*LESETEXT*:

Standort: fm4.ORF.at / Meldung: "The daily Blumenau. Tuesday Edition, 17-12-13."

Martin Blumenau

Geschichten aus dem wirklichen Leben.

17. 12. 2013 - 17:56

The daily Blumenau. Tuesday Edition, 17-12-13.

Der digitale Verleger neuen Typus - demnächst im Medium Deiner Wahl. Wie Herr Döpfner die Branche aufmischt.

Seit der Nationalrats-Wahl online: der Versuch das Journal in der Form von 2003, '05, '07, 2009 und 2011 durch ein kürzeres Format zu ersetzen, um so Täglichkeit hinzukriegen. Und das mit Items aus diesen Themenfeldern.

#medien #digitalism

Ich gestehe: Als die Delegation des Springer-Verlags unter Führung von Chef Mathias Döpfner und des geltungssüchtigen Bild-Chefs Kai Dieckmann ihre allzu sehr öffentlich dokumentierte Bildungsreise ins Silicon Valley unternahmen, habe ich mich dem Spott, der sie begleitete, fröhlich angeschlossen. Ein paar steife Print-Germanen, die die Genagelten gegen Cowboy-Boots tauschten, viel zu coole Begriffe zum Augenroll-Gaudium der Auskenner verwendeten und sich dann wie die Lehrbuben durch die Imperien der neuen Medien-Giganten führen ließen - das entbehrt nicht einer Komik, die an das teutonische Erscheinungsbild des Piefke bei den Simpsons erinnert.

Dazu die im extrem gewöhnungsbedürftigen Tonfall zwischen absurd aus der Zeit fallendem Konservativismus und absurder Ignoranz abgefassten Bekundungen, nach diesem urlässigen Ausflug im Besitz des Steins der Medien-Weisen zu sein und dem europäischen Markt jetzt dementsprechend ordentlich arschzukicken; und den ersten wirklich fetten multimedialen Verlag des Kontinents auf die Beine zu stellen. Um dann doch nur das Bild des großkotzigen Austausch-Schülers abzugeben, der's nicht gecheckt hat.

Mittlerweile ist mir der Spott vergangen.
Der Tonfall hat sich normalisiert, und nicht das Guttenberg-Double Diekmann, sondern der Boss, Springer-Manager Mathias Döpfner hat das Heft in der Hand - diese massive Umgestaltung kann nur Chefsache sein.

Döpfner hat mittlerweile nicht nur einen Außenposten in Kalifornien eröffnet, sondern auch bewiesen, dass er die wichtigste Lektion des Medienmachens im digitalen Zeitalter verstanden hat. Es gilt Neues zu erfinden und geschickt (also vermarktbar) zu platzieren, anstatt verbiestert zu blocken oder halbherzig Vorhandenes nachzubauen (siehe Huffington Post Deutschland).

Döpfner hat in den letzten Tagen und Wochen nicht nur den kleinen Fernsehsender N24 dazugekauft und so die Fernseh-Kompetenz erworben (und indem er sie als Bewegtbild-Kompetenz ausschildert, auch gleich die multimediale Marschrichtung vorgegeben). Zuletzt hat sich der Verlag systematisch der Provinzpresse entledigt, inklusive der mittlerweile allzu austauschbaren Morgenpost Berlin und dem Hamburger Abendblatt, die keine überregionale Bedeutung mehr haben.

*AUFGABE 1*: Gib bitte aus dem Text über den Springer-Verlag den Abschnitt wörtlich wieder, der mit "Seit der Nationalrats-Wahl" beginnt und bis "aus diesen Themenfeldern." reicht.
Der Text über den Springer-Verlag und die Zeilen haben nichts miteinander zu tun.

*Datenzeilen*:
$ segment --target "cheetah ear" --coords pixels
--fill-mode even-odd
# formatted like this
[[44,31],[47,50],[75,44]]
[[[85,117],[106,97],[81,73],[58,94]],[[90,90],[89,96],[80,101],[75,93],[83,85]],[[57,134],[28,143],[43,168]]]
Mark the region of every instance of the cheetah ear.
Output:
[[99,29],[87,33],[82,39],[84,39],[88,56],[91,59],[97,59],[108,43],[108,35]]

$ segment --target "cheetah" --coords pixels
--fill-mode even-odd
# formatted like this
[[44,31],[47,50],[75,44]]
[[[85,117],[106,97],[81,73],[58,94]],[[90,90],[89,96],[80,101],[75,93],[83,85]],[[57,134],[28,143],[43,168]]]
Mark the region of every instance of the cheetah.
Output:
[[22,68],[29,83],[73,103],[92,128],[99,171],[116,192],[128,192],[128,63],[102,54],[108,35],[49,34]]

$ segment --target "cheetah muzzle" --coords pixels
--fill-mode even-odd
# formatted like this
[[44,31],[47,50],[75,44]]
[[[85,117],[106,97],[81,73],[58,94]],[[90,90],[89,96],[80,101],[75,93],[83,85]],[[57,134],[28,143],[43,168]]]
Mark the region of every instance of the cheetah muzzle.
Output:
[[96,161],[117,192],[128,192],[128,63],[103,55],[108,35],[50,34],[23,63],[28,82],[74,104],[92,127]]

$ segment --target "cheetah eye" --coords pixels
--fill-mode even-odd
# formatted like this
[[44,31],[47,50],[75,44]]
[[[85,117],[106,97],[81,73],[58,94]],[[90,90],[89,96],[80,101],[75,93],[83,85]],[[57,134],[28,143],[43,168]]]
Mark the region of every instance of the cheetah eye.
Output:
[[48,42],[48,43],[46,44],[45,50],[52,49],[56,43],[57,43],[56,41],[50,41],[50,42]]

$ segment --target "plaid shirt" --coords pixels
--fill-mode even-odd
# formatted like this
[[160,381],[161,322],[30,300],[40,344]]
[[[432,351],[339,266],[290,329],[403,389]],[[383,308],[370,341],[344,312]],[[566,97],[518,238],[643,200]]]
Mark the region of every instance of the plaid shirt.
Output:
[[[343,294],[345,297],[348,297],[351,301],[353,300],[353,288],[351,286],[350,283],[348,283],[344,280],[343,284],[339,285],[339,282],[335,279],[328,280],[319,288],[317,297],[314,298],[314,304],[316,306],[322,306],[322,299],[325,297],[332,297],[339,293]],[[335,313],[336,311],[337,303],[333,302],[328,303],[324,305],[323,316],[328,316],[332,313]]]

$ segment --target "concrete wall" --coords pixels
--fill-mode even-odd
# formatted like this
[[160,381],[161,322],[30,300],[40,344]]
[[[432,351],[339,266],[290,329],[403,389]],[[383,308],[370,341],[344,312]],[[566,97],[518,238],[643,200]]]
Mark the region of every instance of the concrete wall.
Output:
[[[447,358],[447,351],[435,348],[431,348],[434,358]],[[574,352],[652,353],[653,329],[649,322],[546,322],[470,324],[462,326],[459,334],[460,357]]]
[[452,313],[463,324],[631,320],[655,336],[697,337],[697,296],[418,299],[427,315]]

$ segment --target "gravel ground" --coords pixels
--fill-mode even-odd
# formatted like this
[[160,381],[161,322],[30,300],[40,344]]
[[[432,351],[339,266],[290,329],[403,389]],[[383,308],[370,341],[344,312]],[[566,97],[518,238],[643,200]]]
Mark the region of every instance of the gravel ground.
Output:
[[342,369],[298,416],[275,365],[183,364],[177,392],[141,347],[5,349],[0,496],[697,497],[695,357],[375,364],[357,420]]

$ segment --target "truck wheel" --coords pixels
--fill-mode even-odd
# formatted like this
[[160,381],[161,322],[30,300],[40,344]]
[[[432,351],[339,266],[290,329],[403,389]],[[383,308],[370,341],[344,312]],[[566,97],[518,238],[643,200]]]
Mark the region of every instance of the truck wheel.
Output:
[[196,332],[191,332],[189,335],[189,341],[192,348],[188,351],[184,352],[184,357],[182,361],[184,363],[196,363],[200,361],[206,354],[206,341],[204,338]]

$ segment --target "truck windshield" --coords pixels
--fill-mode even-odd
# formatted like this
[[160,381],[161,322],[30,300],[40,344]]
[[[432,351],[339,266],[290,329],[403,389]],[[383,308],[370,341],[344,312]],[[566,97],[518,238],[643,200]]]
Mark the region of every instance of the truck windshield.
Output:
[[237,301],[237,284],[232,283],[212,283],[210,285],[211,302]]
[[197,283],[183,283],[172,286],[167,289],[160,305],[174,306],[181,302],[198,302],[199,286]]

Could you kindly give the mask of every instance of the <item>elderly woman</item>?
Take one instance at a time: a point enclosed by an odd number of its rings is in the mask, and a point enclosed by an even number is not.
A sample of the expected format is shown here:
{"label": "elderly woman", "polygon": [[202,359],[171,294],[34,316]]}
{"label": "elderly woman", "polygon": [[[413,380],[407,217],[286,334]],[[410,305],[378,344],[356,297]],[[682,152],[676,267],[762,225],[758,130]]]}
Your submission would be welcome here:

*AUFGABE 2*: Schreibe die Zeilen von der Zeile mit "Could you kindly" bis zum Ende der Zeilen als JSON-Liste von Strings um, beide Enden eingeschlossen. Jede Zeile wird zu einem String, Leerzeilen entfallen.

*RICHTIGE ANTWORT 1*:
Seit der Nationalrats-Wahl online: der Versuch das Journal in der Form von 2003, '05, '07, 2009 und 2011 durch ein kürzeres Format zu ersetzen, um so Täglichkeit hinzukriegen. Und das mit Items aus diesen Themenfeldern.

*RICHTIGE ANTWORT 2*:
[
  "Could you kindly give the mask of every instance of the <item>elderly woman</item>?",
  "Take one instance at a time: a point enclosed by an odd number of its rings is in the mask, and a point enclosed by an even number is not.",
  "A sample of the expected format is shown here:",
  "{\"label\": \"elderly woman\", \"polygon\": [[202,359],[171,294],[34,316]]}",
  "{\"label\": \"elderly woman\", \"polygon\": [[[413,380],[407,217],[286,334]],[[410,305],[378,344],[356,297]],[[682,152],[676,267],[762,225],[758,130]]]}",
  "Your submission would be welcome here:"
]